───── INPUT FOR THIS TASK ─────

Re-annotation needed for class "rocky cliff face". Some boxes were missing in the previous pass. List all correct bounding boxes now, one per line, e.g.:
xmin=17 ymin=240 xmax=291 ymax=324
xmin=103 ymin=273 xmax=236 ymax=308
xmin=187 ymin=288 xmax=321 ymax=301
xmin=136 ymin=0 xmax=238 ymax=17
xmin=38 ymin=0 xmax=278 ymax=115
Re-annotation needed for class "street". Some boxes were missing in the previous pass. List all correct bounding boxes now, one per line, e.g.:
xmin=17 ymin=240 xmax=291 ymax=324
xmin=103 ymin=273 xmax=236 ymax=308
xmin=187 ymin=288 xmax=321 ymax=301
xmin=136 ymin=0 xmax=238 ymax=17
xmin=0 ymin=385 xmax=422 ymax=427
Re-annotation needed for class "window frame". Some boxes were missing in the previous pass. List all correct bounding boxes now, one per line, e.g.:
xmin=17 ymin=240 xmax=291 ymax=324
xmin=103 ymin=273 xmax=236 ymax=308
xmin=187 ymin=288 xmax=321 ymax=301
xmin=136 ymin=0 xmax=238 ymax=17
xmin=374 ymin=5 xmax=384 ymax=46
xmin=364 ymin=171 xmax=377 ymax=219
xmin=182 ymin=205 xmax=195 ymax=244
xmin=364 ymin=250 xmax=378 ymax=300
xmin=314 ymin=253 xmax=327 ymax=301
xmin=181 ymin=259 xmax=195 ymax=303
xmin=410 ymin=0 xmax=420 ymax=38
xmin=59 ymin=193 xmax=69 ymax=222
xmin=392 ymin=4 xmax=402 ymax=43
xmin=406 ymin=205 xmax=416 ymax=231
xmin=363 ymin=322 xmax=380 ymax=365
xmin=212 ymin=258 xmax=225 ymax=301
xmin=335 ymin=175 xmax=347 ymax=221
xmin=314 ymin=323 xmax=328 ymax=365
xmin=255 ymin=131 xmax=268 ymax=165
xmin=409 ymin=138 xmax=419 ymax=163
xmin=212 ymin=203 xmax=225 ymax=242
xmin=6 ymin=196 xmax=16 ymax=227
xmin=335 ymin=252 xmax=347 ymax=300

─────

__STATED PROBLEM__. Write out every entry word for word.

__FINAL RESULT__.
Re-annotation needed for class "rocky cliff face". Some boxes were missing in the previous pass. List all correct bounding boxes now, one per line, e.g.:
xmin=17 ymin=240 xmax=291 ymax=324
xmin=103 ymin=273 xmax=236 ymax=308
xmin=187 ymin=288 xmax=321 ymax=301
xmin=136 ymin=0 xmax=238 ymax=17
xmin=38 ymin=0 xmax=278 ymax=115
Re-annotation needed for class "street". Some boxes were missing in the previous pass. List all correct bounding boxes now, one per line, e.g.:
xmin=17 ymin=240 xmax=291 ymax=324
xmin=103 ymin=273 xmax=236 ymax=308
xmin=187 ymin=288 xmax=321 ymax=301
xmin=136 ymin=0 xmax=238 ymax=17
xmin=0 ymin=385 xmax=422 ymax=427
Re-annotation needed for class "window frame". Some boxes were missing in the previous pass. List all correct bounding boxes now, one per line, e.g.:
xmin=17 ymin=240 xmax=291 ymax=324
xmin=103 ymin=273 xmax=236 ymax=308
xmin=187 ymin=288 xmax=321 ymax=301
xmin=136 ymin=0 xmax=238 ymax=17
xmin=374 ymin=5 xmax=384 ymax=46
xmin=364 ymin=171 xmax=377 ymax=219
xmin=182 ymin=205 xmax=195 ymax=244
xmin=364 ymin=250 xmax=378 ymax=300
xmin=314 ymin=253 xmax=327 ymax=301
xmin=181 ymin=259 xmax=195 ymax=303
xmin=410 ymin=0 xmax=420 ymax=38
xmin=59 ymin=193 xmax=69 ymax=222
xmin=392 ymin=4 xmax=402 ymax=43
xmin=406 ymin=205 xmax=416 ymax=231
xmin=363 ymin=322 xmax=380 ymax=365
xmin=212 ymin=258 xmax=225 ymax=301
xmin=335 ymin=175 xmax=347 ymax=221
xmin=314 ymin=323 xmax=328 ymax=365
xmin=255 ymin=131 xmax=268 ymax=165
xmin=409 ymin=138 xmax=419 ymax=163
xmin=212 ymin=203 xmax=225 ymax=242
xmin=6 ymin=196 xmax=16 ymax=227
xmin=335 ymin=252 xmax=347 ymax=300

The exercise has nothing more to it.